------ DATA RECORDS
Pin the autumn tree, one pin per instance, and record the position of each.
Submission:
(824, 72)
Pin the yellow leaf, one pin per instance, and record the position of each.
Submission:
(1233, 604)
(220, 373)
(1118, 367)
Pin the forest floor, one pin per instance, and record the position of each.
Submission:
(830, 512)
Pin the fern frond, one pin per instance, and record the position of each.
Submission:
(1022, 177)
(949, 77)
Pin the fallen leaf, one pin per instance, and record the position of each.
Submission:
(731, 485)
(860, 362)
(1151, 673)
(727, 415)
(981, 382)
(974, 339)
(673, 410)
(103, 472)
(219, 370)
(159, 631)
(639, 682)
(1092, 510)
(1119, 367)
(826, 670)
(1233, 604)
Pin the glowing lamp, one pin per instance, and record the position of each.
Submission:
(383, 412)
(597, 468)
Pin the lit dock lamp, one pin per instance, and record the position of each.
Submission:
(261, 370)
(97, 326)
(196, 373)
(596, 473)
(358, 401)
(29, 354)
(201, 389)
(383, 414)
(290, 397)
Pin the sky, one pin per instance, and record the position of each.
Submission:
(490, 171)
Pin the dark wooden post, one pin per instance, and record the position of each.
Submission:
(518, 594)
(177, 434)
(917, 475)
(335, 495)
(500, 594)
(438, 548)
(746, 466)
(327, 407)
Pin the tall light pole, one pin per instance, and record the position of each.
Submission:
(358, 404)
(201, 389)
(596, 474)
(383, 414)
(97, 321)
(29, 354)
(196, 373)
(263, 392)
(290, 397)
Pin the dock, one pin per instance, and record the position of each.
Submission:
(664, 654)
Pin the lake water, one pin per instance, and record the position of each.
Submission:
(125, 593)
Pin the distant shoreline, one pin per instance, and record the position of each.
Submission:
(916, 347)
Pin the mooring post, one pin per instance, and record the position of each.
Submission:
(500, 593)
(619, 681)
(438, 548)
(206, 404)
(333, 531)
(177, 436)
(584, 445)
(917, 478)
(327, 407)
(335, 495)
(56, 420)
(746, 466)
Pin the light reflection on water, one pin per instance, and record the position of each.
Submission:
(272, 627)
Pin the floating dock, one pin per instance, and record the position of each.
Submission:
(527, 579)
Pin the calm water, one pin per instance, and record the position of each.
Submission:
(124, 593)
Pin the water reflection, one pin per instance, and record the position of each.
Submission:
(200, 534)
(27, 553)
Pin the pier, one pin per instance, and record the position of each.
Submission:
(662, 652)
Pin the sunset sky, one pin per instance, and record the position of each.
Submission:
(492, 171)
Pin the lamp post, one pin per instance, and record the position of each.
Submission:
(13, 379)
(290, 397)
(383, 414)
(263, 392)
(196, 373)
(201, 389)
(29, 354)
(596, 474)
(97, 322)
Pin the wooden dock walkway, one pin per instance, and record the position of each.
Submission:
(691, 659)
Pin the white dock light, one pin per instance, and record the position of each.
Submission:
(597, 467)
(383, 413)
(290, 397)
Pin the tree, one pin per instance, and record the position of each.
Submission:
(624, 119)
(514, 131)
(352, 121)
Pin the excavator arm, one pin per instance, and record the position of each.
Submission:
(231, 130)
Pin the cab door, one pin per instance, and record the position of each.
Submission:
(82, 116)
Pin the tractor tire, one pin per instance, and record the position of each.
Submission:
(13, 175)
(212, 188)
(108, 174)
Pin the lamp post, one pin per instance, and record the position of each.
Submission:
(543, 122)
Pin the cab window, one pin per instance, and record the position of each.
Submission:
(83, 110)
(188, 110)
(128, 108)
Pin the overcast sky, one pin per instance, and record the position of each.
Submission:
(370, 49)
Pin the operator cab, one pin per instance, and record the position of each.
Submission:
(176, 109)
------------
■ **SHORT TASK**
Copy every one of the entries above word for word, with no changes.

■ **RESULT**
Pin the autumn tree, one pin per instance, and record the position of each.
Submission:
(824, 72)
Pin the yellow leaf, one pin per instance, and record the position of each.
Submission:
(1233, 604)
(220, 373)
(1118, 367)
Pin the forest floor, one pin per instance, and record the position of each.
Submission:
(830, 512)
Pin the fern frond, one pin per instance, and record the position of each.
Submission:
(1022, 177)
(949, 77)
Pin the fallen leaf, one pin per instance, and record the position of each.
Submission:
(731, 485)
(860, 362)
(1151, 673)
(727, 415)
(981, 382)
(974, 339)
(673, 410)
(103, 472)
(219, 370)
(159, 631)
(639, 682)
(1092, 510)
(1119, 367)
(826, 670)
(1233, 604)
Pin the glowing lamp, one pin per instance, and record the position of each.
Submission:
(383, 412)
(597, 468)
Pin the lit dock lamp, one pin per instance, and record the position of each.
Submission:
(261, 370)
(97, 326)
(196, 373)
(596, 473)
(358, 401)
(29, 354)
(201, 389)
(383, 414)
(290, 397)
Pin the sky, one pin per instance, and record the position of each.
Submission:
(490, 171)
Pin the dark wooden post, one pin per instance, and record the position of each.
Submission:
(518, 594)
(177, 434)
(917, 475)
(335, 495)
(500, 594)
(438, 548)
(746, 466)
(327, 407)
Pin the tall light pole, one pin per instance, and record the position of each.
Submission:
(358, 404)
(201, 389)
(596, 474)
(383, 414)
(97, 321)
(29, 354)
(196, 373)
(263, 392)
(290, 397)
Pin the dock, one pin per instance, and record the position of each.
Submission:
(664, 654)
Pin the lake water, one pin per instance, and record the position of each.
Submission:
(125, 593)
Pin the distant shoreline, one pin per instance, and record the position of each.
Submission:
(916, 347)
Pin the mooring post, one pin per instance, and record the position of each.
Submission:
(500, 593)
(619, 681)
(438, 548)
(206, 404)
(333, 531)
(177, 436)
(584, 445)
(917, 478)
(327, 407)
(335, 495)
(56, 420)
(746, 466)
Pin the light reflection on water, one pin per instance, and record the position of each.
Submission:
(272, 627)
Pin the floating dock, one pin per instance, and record the position of each.
Submission:
(527, 579)
Pin the calm water, one pin per instance, and record the position of each.
Submission:
(124, 593)
Pin the water reflection, one pin per instance, and record the position of each.
Submission:
(200, 534)
(27, 553)
Pin the pier, one pin per instance, and record the position of each.
Submission:
(662, 652)
Pin the sunset sky, one pin per instance, and record the position of each.
Submission:
(492, 171)
Pin the lamp post, one pin per instance, and record the position of each.
Submission:
(13, 379)
(290, 397)
(383, 414)
(263, 392)
(196, 373)
(201, 389)
(29, 354)
(596, 474)
(97, 322)
Pin the wooden dock walkway, one pin per instance, and record the position of each.
Submission:
(691, 659)
Pin the white dock light, one pin per instance, and record the position of each.
Submission:
(597, 467)
(383, 413)
(290, 397)
Pin the tree, one pin per instance, and record the position of each.
Submission:
(624, 119)
(514, 131)
(352, 121)
Pin the excavator arm, one pin per instance, and record the position of each.
Submission:
(231, 130)
Pin the cab door, one pin per instance, and record the position of each.
Submission:
(82, 116)
Pin the tractor tire, one pin per instance, and record the position of each.
Submission:
(13, 175)
(212, 188)
(108, 174)
Pin the lamp post, one pin per instance, and record the position of each.
Submission:
(543, 122)
Pin the cab window, one pin per instance, and record the position of each.
Submission:
(83, 110)
(188, 110)
(128, 108)
Pin the overcast sky, one pin per instance, and record the position of each.
Submission:
(370, 49)
Pin the operator cab, one pin per instance, and record the position of each.
Submission:
(176, 109)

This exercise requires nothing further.